**Page text:**
━━━━━━━━━━━━━━━━━━━━

April 6, 2007

Editorial:

National City is going to have to decide what to do about the Westside

For the members of the National City City Council, it is like being between and rock and a hard place, or a better analogy would be “damned if you do and damned if you don’t.” What we are referring to is the proposed ordinance put forward by the National City Council this past week that would prohibit the Momax Truck Driving School from driving their diesel trucks from within 50 feet of schools and homes.

The ordinance proposal came about due to the complaints from the residents, with particular concern about the close proximity of the truck driving school to Kimball Elementary School, on the Westside of National City. Kimball elementary is in a part of the town that is a mix of industry and residential. The city council responded to the residents concerns with this proposal, but the proposal, in reality, does not come close to addressing the real problems of the Westside.

The Westside, also known as Old Town National City, has historically been in constant conflict and is a balancing act between the health and quality of life of the long time residents of the area and the growth of the surrounding industries, many of them hazardous to the health of their neighbors.

The Mile of Cars is a primary source of income and pride for the city of National City. At the same time, this mile of cars is the engine that has spurred the growth of auxiliary businesses surrounding the area, primarily on the Westside. These industries include auto body shops, paint shops, engine repair shops, upholstery shops, a myriad of car related shops. And then there are other industries in close proximity of this core area surrounding Kimball Elementary School. Intermixed with all this industry are homes of some of the oldest residents of National City which the city has the responsibility of taking care of and insuring they are not being killed by pollutions and toxins that emanate from these industries.

━━━━━━━━━━━━━━━━━━━━

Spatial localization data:
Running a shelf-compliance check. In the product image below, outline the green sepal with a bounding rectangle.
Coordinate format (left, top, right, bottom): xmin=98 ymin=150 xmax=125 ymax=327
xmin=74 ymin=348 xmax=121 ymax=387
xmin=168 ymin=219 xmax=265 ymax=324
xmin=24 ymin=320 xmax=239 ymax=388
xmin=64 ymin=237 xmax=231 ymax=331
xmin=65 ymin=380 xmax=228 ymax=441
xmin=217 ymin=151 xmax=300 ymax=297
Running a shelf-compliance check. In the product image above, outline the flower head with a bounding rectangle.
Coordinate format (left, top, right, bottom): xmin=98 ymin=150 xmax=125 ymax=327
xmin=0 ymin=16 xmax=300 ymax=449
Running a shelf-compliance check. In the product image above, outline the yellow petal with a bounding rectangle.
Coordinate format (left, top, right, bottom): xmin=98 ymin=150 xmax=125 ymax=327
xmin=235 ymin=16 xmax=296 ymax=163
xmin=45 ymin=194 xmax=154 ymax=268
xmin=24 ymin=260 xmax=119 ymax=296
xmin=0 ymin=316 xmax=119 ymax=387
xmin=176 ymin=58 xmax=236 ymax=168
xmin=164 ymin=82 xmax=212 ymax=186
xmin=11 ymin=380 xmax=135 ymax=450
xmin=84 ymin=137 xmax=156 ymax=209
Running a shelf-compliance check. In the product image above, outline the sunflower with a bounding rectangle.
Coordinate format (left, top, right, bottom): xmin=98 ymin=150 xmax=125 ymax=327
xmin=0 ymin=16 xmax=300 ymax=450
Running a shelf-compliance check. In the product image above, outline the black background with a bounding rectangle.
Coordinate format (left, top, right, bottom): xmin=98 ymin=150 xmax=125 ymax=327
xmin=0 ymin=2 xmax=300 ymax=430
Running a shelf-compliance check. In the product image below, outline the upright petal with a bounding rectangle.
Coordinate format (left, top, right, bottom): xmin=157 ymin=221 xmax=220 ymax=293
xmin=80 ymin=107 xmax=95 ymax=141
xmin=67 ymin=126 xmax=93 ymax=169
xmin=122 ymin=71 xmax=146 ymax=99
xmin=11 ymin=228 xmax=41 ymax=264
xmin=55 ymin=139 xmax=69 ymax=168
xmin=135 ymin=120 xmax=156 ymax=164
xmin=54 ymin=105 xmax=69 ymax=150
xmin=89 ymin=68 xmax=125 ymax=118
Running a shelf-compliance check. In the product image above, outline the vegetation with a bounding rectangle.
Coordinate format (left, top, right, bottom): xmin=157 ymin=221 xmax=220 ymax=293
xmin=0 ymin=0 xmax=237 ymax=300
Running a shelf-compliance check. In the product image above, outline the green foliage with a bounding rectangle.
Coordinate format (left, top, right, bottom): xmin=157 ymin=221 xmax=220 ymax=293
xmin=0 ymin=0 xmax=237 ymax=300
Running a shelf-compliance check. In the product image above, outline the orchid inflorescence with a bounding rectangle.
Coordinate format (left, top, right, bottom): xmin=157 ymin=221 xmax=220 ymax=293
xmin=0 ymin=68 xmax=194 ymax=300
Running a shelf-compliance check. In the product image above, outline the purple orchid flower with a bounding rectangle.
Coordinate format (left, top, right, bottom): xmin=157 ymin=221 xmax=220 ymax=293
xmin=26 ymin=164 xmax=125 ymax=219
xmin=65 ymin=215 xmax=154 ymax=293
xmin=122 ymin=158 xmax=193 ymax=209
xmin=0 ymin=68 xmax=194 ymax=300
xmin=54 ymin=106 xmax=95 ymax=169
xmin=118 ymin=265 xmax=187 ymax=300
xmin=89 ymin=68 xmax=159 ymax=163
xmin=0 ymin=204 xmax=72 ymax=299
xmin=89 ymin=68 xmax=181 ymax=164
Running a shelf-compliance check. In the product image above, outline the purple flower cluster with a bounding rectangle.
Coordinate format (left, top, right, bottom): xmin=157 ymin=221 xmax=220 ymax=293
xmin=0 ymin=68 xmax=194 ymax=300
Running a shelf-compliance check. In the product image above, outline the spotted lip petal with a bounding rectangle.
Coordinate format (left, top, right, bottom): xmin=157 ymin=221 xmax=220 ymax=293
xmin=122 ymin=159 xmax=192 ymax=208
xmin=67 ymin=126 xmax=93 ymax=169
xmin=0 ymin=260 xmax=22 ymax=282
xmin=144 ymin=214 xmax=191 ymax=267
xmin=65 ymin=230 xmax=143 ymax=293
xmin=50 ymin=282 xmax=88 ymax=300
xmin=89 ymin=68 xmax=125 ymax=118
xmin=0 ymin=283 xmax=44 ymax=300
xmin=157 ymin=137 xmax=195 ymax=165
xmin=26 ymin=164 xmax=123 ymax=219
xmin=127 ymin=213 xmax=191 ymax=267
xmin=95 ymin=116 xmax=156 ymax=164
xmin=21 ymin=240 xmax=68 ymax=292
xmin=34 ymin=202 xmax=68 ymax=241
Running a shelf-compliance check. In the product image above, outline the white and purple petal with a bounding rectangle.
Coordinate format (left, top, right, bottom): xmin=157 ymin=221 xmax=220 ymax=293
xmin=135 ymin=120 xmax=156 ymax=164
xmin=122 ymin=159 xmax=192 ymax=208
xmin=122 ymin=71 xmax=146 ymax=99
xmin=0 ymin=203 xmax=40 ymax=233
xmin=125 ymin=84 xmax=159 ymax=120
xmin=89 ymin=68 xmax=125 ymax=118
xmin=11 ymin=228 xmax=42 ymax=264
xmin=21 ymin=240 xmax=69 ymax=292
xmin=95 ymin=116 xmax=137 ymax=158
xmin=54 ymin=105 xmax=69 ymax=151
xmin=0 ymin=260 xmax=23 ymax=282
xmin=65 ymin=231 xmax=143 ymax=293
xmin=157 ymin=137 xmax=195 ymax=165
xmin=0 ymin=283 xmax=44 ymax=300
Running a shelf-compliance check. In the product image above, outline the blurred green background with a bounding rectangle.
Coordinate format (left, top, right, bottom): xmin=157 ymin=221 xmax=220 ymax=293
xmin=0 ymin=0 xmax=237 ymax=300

━━━━━━━━━━━━━━━━━━━━

Please pick up the editorial on National City's Westside after its last sentence and continue it.

Momax Truck Driving School has a very small office, which is situated on the lower portion of a building that has what looks like are two apartments, and is located across the street from the back of Kimball Elementary. The front door of the office says it is a truck and bus driving school. In the parking lot there was one very old school bus and one 18-wheel truck. At the same time several diesel spewing tow trucks keep driving around the area, going about their business, busses rolled by the front of the school, cars and trucks were speeding by on the freeway no more than 300 yards from the school. Down the street and around the corner, there was another bus business, and in their parking lot, it looked like there about 20-30 busses parked in their lot.

The point being that by keeping Momax 50 feet from practicing around schools and homes (the three times a week they take their seven students out on training runs) will have negligible impact on the air quality of the neighborhood.

We applaud the city council for listening to the residents of the area by proposing this ordinance, but there is going to come a time when the city council is going to have to make a decision on the Westside. They will have to choose between industry or residential. The two intermixed spells nothing but continued health issues for the residents and passing feel good ordinances, such as this proposed one, does little to fix the problem.